Could you copy exactly the lines from the one containing "Query: outstretched hand" through the last line of the records below, and nothing else?

| Stored dataset items |

= = =

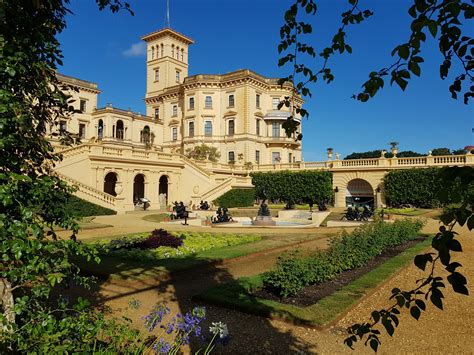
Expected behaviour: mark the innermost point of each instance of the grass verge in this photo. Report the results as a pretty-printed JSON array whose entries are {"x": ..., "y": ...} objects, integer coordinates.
[{"x": 237, "y": 294}]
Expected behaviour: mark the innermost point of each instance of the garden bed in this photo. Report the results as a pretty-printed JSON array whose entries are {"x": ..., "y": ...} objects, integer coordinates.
[
  {"x": 243, "y": 294},
  {"x": 313, "y": 293}
]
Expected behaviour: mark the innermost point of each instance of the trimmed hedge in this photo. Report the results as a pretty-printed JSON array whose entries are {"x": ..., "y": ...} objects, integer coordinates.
[
  {"x": 346, "y": 252},
  {"x": 294, "y": 186},
  {"x": 83, "y": 208},
  {"x": 236, "y": 198},
  {"x": 413, "y": 187}
]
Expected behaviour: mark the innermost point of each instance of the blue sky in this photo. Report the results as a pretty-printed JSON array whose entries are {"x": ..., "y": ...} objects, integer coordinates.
[{"x": 234, "y": 34}]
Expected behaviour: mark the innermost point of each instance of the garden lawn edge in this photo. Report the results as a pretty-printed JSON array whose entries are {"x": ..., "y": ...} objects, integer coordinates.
[{"x": 236, "y": 295}]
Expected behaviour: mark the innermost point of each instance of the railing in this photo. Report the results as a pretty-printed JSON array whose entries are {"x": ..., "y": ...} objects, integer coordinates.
[
  {"x": 360, "y": 162},
  {"x": 90, "y": 191},
  {"x": 411, "y": 161},
  {"x": 450, "y": 159}
]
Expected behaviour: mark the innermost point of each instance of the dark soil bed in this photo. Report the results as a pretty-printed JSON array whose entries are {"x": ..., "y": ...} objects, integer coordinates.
[{"x": 313, "y": 293}]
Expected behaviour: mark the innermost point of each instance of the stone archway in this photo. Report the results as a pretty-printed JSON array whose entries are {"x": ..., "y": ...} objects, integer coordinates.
[
  {"x": 163, "y": 188},
  {"x": 138, "y": 187},
  {"x": 110, "y": 181},
  {"x": 359, "y": 192}
]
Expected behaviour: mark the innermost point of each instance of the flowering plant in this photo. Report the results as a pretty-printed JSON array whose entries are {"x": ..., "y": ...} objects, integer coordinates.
[{"x": 181, "y": 328}]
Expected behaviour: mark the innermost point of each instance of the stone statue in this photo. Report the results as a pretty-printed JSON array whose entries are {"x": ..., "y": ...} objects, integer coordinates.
[{"x": 162, "y": 200}]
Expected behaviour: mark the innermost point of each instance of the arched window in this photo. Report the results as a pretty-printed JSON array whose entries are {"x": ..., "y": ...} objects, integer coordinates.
[
  {"x": 231, "y": 127},
  {"x": 208, "y": 102},
  {"x": 208, "y": 129},
  {"x": 275, "y": 129},
  {"x": 145, "y": 135},
  {"x": 119, "y": 130},
  {"x": 100, "y": 129}
]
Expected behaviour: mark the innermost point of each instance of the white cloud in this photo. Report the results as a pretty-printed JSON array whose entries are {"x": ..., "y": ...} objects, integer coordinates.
[{"x": 136, "y": 50}]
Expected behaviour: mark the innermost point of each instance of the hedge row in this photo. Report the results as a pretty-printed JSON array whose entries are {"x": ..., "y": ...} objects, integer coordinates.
[
  {"x": 413, "y": 187},
  {"x": 348, "y": 251},
  {"x": 236, "y": 198},
  {"x": 294, "y": 186},
  {"x": 83, "y": 208}
]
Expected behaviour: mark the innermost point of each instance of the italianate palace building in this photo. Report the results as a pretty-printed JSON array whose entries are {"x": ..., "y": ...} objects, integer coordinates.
[{"x": 124, "y": 155}]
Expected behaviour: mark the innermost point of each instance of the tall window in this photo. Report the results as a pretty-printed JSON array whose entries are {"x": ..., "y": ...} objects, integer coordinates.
[
  {"x": 208, "y": 128},
  {"x": 83, "y": 106},
  {"x": 82, "y": 130},
  {"x": 231, "y": 127},
  {"x": 275, "y": 129},
  {"x": 208, "y": 102},
  {"x": 62, "y": 126},
  {"x": 191, "y": 129},
  {"x": 275, "y": 102},
  {"x": 276, "y": 157},
  {"x": 119, "y": 131}
]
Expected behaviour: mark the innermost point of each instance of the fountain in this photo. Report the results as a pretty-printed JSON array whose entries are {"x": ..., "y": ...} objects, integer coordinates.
[{"x": 264, "y": 217}]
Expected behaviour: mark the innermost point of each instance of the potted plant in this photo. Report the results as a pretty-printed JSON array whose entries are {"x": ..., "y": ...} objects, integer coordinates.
[
  {"x": 394, "y": 148},
  {"x": 330, "y": 150}
]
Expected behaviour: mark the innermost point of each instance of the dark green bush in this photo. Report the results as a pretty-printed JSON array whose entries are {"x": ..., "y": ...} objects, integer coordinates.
[
  {"x": 347, "y": 251},
  {"x": 412, "y": 187},
  {"x": 83, "y": 208},
  {"x": 294, "y": 187},
  {"x": 236, "y": 198}
]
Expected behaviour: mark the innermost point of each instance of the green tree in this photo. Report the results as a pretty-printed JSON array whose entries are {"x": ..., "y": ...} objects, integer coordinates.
[
  {"x": 203, "y": 152},
  {"x": 32, "y": 198},
  {"x": 445, "y": 21}
]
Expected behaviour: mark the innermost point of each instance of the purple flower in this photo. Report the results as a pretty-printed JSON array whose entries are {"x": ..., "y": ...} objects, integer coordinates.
[
  {"x": 162, "y": 347},
  {"x": 156, "y": 316}
]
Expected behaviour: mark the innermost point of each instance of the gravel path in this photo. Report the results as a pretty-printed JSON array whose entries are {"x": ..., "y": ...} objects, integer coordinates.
[{"x": 448, "y": 331}]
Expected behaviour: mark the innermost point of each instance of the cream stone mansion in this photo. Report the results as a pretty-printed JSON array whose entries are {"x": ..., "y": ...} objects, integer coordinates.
[{"x": 124, "y": 155}]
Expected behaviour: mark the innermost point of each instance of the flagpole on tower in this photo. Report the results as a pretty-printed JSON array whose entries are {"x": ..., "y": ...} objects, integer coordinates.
[{"x": 168, "y": 24}]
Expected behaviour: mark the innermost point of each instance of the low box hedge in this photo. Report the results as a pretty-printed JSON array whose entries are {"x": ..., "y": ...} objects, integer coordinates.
[{"x": 348, "y": 251}]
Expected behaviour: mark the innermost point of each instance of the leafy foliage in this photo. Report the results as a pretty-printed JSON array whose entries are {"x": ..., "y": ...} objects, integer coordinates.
[
  {"x": 348, "y": 251},
  {"x": 416, "y": 187},
  {"x": 203, "y": 152},
  {"x": 236, "y": 198},
  {"x": 294, "y": 187},
  {"x": 457, "y": 186},
  {"x": 32, "y": 199}
]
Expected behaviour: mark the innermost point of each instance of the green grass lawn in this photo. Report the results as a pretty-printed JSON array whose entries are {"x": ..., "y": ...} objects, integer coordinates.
[
  {"x": 116, "y": 267},
  {"x": 237, "y": 294}
]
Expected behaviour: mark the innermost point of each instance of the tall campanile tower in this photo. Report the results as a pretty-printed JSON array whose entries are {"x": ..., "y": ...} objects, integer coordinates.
[{"x": 167, "y": 60}]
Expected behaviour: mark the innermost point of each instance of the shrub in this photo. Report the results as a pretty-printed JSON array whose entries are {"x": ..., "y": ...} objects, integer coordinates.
[
  {"x": 348, "y": 251},
  {"x": 294, "y": 187},
  {"x": 417, "y": 187},
  {"x": 159, "y": 238},
  {"x": 236, "y": 198},
  {"x": 82, "y": 208}
]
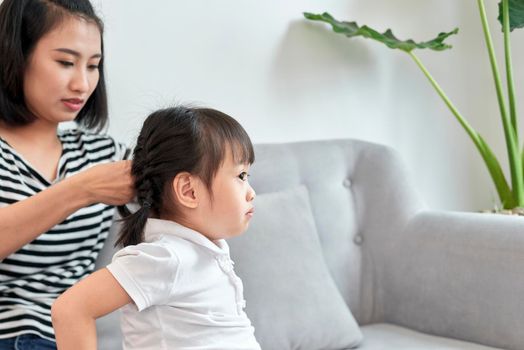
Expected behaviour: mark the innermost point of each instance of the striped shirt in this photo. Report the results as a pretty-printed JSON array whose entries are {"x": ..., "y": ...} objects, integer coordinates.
[{"x": 34, "y": 276}]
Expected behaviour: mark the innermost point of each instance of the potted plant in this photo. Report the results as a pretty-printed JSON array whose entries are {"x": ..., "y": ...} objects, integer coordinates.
[{"x": 511, "y": 16}]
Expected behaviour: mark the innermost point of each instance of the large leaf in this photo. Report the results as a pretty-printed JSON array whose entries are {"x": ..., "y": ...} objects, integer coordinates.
[
  {"x": 516, "y": 14},
  {"x": 351, "y": 29}
]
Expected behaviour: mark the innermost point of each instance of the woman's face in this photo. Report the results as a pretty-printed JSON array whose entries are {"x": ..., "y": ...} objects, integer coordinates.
[{"x": 62, "y": 71}]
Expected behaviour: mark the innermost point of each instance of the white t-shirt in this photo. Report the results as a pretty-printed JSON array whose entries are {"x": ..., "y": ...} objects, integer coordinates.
[{"x": 186, "y": 294}]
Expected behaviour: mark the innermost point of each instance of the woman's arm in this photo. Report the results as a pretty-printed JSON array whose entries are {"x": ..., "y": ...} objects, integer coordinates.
[
  {"x": 74, "y": 312},
  {"x": 22, "y": 222}
]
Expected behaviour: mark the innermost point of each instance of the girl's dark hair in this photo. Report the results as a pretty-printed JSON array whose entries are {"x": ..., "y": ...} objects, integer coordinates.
[
  {"x": 22, "y": 24},
  {"x": 174, "y": 140}
]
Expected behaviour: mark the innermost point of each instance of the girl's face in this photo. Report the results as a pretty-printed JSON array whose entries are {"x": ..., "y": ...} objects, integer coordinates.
[
  {"x": 62, "y": 71},
  {"x": 228, "y": 212}
]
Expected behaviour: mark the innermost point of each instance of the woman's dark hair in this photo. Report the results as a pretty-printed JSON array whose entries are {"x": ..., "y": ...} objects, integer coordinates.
[
  {"x": 174, "y": 140},
  {"x": 22, "y": 24}
]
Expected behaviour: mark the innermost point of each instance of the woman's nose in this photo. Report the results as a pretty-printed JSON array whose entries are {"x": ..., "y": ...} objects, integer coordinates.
[{"x": 80, "y": 81}]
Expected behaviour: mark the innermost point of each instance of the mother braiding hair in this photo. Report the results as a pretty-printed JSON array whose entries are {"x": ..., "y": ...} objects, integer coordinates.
[{"x": 174, "y": 140}]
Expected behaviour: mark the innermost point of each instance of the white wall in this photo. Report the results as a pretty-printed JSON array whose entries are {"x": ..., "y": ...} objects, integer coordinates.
[{"x": 287, "y": 79}]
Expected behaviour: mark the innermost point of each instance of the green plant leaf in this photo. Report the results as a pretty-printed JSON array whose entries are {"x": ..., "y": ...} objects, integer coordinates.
[
  {"x": 516, "y": 14},
  {"x": 351, "y": 29}
]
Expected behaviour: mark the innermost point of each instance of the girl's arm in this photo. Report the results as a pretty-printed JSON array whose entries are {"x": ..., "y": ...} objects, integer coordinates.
[
  {"x": 74, "y": 312},
  {"x": 22, "y": 222}
]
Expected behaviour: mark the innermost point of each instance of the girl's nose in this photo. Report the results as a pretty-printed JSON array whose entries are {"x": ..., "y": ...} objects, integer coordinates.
[{"x": 251, "y": 194}]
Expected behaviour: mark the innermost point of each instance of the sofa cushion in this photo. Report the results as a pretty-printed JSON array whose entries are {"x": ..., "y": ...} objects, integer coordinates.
[
  {"x": 291, "y": 298},
  {"x": 387, "y": 336}
]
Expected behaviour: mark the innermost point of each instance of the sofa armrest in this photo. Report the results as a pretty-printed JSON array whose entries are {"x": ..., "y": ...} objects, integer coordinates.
[{"x": 458, "y": 275}]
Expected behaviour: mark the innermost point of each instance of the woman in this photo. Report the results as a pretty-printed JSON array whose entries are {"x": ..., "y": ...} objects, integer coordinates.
[{"x": 57, "y": 188}]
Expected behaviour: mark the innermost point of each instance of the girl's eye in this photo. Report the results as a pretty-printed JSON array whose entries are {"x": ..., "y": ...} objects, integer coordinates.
[
  {"x": 65, "y": 63},
  {"x": 243, "y": 176}
]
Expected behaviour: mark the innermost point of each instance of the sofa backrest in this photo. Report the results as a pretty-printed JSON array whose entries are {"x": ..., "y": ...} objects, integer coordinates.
[{"x": 360, "y": 196}]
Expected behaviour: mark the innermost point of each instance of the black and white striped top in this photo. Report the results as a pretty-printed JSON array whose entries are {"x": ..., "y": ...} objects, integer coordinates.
[{"x": 33, "y": 277}]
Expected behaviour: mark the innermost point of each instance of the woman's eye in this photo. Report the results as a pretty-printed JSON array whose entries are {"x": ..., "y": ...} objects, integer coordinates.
[{"x": 65, "y": 63}]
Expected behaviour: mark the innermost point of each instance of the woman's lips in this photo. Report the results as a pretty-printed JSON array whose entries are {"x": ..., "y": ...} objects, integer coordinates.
[{"x": 74, "y": 104}]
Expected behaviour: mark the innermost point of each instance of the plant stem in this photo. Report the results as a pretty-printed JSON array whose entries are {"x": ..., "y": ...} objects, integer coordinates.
[
  {"x": 514, "y": 157},
  {"x": 509, "y": 67},
  {"x": 487, "y": 155}
]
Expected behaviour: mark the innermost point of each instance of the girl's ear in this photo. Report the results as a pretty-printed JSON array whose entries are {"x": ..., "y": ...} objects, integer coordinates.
[{"x": 185, "y": 191}]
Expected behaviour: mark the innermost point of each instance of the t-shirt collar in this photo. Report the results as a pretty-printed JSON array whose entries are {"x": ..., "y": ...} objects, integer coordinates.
[{"x": 155, "y": 227}]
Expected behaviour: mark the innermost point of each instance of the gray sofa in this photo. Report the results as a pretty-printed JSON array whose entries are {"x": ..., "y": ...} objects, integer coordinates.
[{"x": 341, "y": 253}]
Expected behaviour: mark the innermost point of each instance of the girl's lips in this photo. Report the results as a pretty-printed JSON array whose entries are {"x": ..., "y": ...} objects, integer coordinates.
[{"x": 74, "y": 104}]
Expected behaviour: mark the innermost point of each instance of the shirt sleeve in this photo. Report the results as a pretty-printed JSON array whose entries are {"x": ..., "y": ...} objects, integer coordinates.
[
  {"x": 122, "y": 152},
  {"x": 147, "y": 272}
]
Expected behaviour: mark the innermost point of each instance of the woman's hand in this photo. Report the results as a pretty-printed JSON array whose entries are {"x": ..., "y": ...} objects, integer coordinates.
[{"x": 109, "y": 183}]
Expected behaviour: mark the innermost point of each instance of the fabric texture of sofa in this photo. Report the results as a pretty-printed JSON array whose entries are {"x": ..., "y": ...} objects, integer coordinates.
[{"x": 342, "y": 253}]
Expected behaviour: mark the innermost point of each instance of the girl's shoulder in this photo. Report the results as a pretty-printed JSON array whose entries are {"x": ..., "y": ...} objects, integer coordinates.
[{"x": 91, "y": 143}]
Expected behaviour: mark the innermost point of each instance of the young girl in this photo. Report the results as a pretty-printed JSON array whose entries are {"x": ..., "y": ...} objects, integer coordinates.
[
  {"x": 57, "y": 188},
  {"x": 174, "y": 274}
]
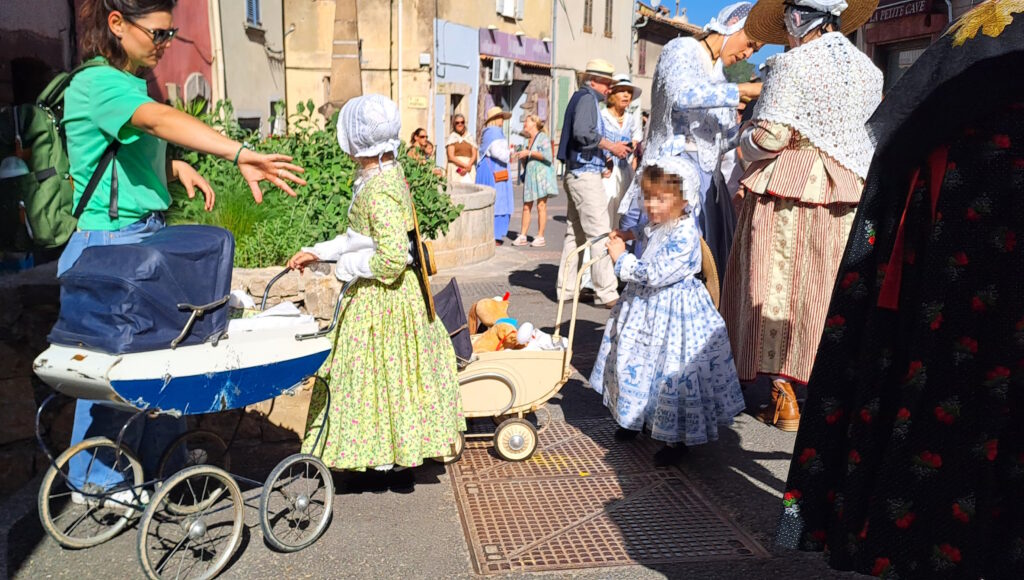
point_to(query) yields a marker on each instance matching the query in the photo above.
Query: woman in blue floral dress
(665, 363)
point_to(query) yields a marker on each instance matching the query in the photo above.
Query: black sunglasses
(159, 36)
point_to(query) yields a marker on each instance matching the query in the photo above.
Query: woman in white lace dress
(810, 152)
(693, 114)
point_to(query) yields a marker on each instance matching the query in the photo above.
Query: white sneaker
(124, 498)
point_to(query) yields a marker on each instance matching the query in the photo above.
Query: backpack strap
(109, 155)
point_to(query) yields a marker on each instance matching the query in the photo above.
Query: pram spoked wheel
(515, 440)
(297, 502)
(198, 543)
(93, 514)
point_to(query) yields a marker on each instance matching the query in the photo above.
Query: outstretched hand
(256, 167)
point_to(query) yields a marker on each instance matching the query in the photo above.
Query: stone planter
(471, 237)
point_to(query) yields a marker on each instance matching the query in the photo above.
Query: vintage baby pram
(143, 328)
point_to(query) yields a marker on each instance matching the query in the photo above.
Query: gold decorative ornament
(991, 18)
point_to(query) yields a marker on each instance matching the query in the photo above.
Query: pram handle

= = =

| ANSWER BELOW |
Query: outstretched hand
(256, 167)
point_to(query) yields a marker on each instance matching the query in the photo above.
Query: stone planter
(471, 237)
point_to(query) yields a marker on each instance matching the query in the photo above.
Query: vintage baby pram
(143, 328)
point_to(query) yields a marker on each instance matching the query in the photo above.
Query: gold decorative ornament
(991, 18)
point_to(query) yields a marker on each instance matching the query in the photo above.
Query: pram handle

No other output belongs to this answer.